### ABOUT THIS TASK
Write out the data once more, exactly as it reads.

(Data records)
--------------------

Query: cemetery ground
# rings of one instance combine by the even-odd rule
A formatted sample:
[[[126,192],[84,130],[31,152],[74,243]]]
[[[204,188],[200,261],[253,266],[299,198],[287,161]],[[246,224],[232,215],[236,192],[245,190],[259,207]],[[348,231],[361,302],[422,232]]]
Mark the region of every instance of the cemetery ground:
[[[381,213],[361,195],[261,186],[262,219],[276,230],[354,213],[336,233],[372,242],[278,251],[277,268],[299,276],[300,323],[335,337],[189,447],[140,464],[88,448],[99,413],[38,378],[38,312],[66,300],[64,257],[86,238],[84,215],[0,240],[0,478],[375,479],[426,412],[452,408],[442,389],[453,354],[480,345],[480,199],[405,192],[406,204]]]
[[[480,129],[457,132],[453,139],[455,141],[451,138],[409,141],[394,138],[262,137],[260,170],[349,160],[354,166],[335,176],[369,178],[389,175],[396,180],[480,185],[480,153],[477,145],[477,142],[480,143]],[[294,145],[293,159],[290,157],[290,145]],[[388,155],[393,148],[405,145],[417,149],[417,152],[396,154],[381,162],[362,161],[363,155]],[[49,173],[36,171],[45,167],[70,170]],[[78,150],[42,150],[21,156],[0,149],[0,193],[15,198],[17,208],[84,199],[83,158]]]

--------------------

### YOUR RESPONSE
Query: cemetery ground
# rings of one instance combine by the even-odd rule
A formatted sample:
[[[126,192],[84,130],[31,152],[74,243]]]
[[[204,188],[200,261],[253,266],[299,198],[287,161]],[[246,224],[232,215],[236,192],[245,190],[259,207]],[[348,231],[361,302],[422,232]]]
Mark the region of every instance of the cemetery ground:
[[[381,213],[361,195],[261,186],[262,219],[276,230],[354,213],[336,233],[372,242],[278,251],[277,268],[299,276],[300,323],[335,337],[189,447],[140,464],[88,448],[99,413],[38,378],[38,312],[66,300],[64,257],[86,238],[84,215],[0,240],[0,478],[375,479],[426,412],[452,408],[442,389],[453,354],[480,345],[480,199],[405,192],[406,204]]]
[[[480,129],[457,132],[453,139],[455,141],[451,138],[409,141],[394,138],[262,137],[260,170],[349,160],[354,166],[335,176],[369,178],[389,175],[396,180],[480,185],[480,153],[477,145],[477,142],[480,143]],[[294,145],[293,159],[290,157],[290,145]],[[388,155],[393,148],[405,145],[417,149],[417,152],[396,154],[381,162],[362,161],[363,155]],[[49,173],[36,171],[45,167],[70,170]],[[78,150],[42,150],[21,156],[0,149],[0,193],[15,198],[17,208],[84,199],[83,158]]]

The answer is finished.